Direction:
Print everything from the line containing "[locate] woman's hand" down to the line containing "Target: open book", both included, reproducing each line without alteration.

Available records:
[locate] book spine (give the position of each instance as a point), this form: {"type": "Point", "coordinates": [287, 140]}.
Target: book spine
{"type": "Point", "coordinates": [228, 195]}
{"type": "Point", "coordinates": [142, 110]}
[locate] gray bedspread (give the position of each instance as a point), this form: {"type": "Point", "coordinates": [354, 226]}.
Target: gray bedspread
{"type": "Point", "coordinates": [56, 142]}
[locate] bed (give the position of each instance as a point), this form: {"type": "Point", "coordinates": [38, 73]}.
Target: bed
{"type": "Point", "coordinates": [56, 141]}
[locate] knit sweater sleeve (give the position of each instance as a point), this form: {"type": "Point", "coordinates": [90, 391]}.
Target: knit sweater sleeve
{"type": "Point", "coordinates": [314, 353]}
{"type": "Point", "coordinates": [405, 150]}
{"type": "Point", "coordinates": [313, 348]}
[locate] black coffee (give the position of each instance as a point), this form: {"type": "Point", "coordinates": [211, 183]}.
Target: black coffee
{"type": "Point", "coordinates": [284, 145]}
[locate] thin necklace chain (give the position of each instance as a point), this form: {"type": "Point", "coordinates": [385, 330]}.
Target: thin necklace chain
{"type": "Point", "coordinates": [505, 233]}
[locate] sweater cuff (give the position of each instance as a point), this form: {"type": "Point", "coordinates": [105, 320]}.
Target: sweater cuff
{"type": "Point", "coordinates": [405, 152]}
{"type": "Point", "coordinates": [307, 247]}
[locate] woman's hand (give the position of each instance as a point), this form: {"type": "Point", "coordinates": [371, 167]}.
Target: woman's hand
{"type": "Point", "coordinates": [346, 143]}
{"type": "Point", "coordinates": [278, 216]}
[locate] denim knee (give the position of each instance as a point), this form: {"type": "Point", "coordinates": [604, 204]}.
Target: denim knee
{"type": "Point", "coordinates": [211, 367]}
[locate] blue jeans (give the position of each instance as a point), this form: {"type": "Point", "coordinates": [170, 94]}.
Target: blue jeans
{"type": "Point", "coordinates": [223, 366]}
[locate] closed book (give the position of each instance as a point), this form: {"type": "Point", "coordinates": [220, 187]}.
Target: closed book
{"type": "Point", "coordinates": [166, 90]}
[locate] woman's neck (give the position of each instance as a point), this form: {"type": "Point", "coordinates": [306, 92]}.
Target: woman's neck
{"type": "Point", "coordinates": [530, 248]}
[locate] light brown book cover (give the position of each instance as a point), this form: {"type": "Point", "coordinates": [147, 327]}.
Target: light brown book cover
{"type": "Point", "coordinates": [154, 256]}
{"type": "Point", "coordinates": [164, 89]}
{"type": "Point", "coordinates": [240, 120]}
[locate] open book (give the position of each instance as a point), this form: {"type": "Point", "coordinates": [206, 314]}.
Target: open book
==
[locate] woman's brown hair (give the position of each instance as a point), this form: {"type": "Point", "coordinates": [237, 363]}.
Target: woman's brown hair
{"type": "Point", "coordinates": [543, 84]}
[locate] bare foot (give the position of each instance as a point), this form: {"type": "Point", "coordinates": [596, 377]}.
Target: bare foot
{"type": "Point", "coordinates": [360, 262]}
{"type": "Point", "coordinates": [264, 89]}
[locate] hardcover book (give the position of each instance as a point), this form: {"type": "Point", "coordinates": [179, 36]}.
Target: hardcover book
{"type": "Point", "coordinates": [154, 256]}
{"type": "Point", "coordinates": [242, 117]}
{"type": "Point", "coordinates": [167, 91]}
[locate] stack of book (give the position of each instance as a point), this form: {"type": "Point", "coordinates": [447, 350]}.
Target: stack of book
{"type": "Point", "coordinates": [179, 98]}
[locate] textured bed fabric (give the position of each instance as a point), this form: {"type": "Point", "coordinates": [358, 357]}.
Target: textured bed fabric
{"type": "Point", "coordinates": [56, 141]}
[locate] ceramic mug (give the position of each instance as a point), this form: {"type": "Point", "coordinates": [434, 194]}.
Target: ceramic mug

Solution to the exercise:
[locate] woman's hand (give the position of each instance as a point), this form: {"type": "Point", "coordinates": [371, 167]}.
Target: woman's hand
{"type": "Point", "coordinates": [346, 143]}
{"type": "Point", "coordinates": [278, 216]}
[locate] denim knee (give the position of each instance as a point), this form: {"type": "Point", "coordinates": [604, 204]}.
Target: denim knee
{"type": "Point", "coordinates": [211, 367]}
[locate] blue jeans (give the position of each instance as a point), this form: {"type": "Point", "coordinates": [170, 94]}.
Target: blue jeans
{"type": "Point", "coordinates": [223, 366]}
[locate] closed book (give the position of each instance as a point), this form: {"type": "Point", "coordinates": [220, 187]}.
Target: closed book
{"type": "Point", "coordinates": [166, 90]}
[locate] woman's neck (give the position of each instance as a point), this form: {"type": "Point", "coordinates": [306, 92]}.
Target: woman's neck
{"type": "Point", "coordinates": [530, 248]}
[locate] light brown book cover (give the position of each instance as a point), this form: {"type": "Point", "coordinates": [147, 327]}.
Target: light brown book cover
{"type": "Point", "coordinates": [154, 256]}
{"type": "Point", "coordinates": [164, 89]}
{"type": "Point", "coordinates": [240, 120]}
[locate] open book (give the position of each instance as a point), this form: {"type": "Point", "coordinates": [206, 314]}.
Target: open book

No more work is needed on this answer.